*Excerpt to read*
+ + +

I think St will not mind, as the method of a teacher is his own turff. Oral Storytelling, Movies, Music, Painting, all can lead to reading.
You can easily use Dylan, who used traditional techniques once or while to write his lyrics and move from there. You cann't end there. You start there, and shows that a poem is written, it has the artificial music, while Dylan music is not artificial, it is real music.
Another day I read a dialogue between Borges and Bioy Casares. They are upset with teachers that go to define poetry and call it music, while has no sound, it tell very little of the language work, many techniques would not be good for music. Bioy for example said he had no notion of music at all and Piazallo (a famous musician) had no idea what a verse is. Nothing of this stopped both from writing poems that imitate music forms (or even record it), but just like a traditional storyteller with an oral version of a faery tale is not a short story by Perrault, a musician is not exactly a poet.
As the poetry of both (i do not think the answers are cleary towards only the published poetry and excluding their lyrics), Dylan hands down. Morrison is very very poor.
Dylan - he wrote a zillion songs and all are so fine...and still going strong....
Leonard Cohen is better than both of them, plus he was an honest to goodness poet who was a critically acclaimed author prior to being a singer.
Dylan's music is better though.
Quote:
Originally Posted by Leonard Cohen
"How many times must a man look up before he can see the sky?"
Answer: "One".

+ + +

*Information supplied*
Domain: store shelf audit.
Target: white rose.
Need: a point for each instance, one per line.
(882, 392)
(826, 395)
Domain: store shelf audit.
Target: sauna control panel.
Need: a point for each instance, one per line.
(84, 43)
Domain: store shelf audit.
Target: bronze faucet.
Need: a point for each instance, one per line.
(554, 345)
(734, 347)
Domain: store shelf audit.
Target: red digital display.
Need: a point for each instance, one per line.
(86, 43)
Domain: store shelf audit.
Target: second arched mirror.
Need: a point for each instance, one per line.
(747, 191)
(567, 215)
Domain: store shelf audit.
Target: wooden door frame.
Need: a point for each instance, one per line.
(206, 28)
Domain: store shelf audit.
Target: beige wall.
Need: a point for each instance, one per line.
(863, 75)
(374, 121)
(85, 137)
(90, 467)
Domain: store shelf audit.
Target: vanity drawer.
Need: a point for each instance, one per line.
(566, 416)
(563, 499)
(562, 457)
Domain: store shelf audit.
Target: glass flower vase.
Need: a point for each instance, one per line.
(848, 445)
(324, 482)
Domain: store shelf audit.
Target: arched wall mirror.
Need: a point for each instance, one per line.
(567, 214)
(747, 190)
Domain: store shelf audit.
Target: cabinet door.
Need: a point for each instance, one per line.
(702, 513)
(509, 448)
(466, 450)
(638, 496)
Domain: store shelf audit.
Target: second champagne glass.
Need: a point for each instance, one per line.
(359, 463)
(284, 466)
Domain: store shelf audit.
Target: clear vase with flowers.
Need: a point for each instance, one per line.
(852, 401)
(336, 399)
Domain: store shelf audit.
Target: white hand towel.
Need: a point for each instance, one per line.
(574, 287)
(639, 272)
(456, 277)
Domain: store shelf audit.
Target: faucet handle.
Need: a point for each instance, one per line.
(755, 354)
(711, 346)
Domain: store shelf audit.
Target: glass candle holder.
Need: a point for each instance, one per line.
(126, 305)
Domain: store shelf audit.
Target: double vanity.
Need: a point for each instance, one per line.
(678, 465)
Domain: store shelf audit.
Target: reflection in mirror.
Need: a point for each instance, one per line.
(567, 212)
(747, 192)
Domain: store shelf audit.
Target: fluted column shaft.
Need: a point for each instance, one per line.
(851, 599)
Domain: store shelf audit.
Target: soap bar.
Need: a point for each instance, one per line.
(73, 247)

+ + +

*Written instruction 1*
Check each statement against the discussion of Dylan and poetry, answering yes or no and quoting the deciding words: (a) Bioy said he had no notion of music at all; (b) one post rates Morrison above Dylan as a poet; (c) Leonard Cohen was a critically acclaimed author before he became a singer.
*Written instruction 2*
Extend the discussion of Dylan and poetry, picking up after its final line.
The entries were taken from a different source.

*Exercise result 1*
(a) Yes: "Bioy for example said he had no notion of music at all"
(b) No: "Dylan hands down. Morrison is very very poor."
(c) Yes: "a critically acclaimed author prior to being a singer"

*Exercise result 2*
Very few song lyrics stand up as poetry -- and, as sometimes happens, when musicians try to make a song using a poem they like for the lyrics, it's usually lousy, too.
Dylan, I believe, is going to go down in history with literary and academic types. He's one of the few songwriters who actually has a legitimate (albeit long) shot at a Nobel Prize.
Morrison, on the other hand...Well, he's become a big part of stoner iconography. That counts for something, I guess.
Bob Dylan's early prose poems are quite decent poetry. And I can't listen Desolation Row or Visions of Johanna without listening the chords in my head, but I'm sure they still working.
I'm a big The Doors fan, but Dylan was by far a better performer. None of the four Doors's released live album are close to the second rate Dylan's concerts, let alone 3/17/66, 10/31/64, 2/14/74 (ok, The Band were better than Densmore & so, but not all that much).
It's hard to tell if Dylan was better than Lennon/McCartney. That Dylan was better songwriter than Lennon and McCartney separately is an undertatement.
I thought they were both songwriters !? Keats was a poet. Robert Browning was a poet....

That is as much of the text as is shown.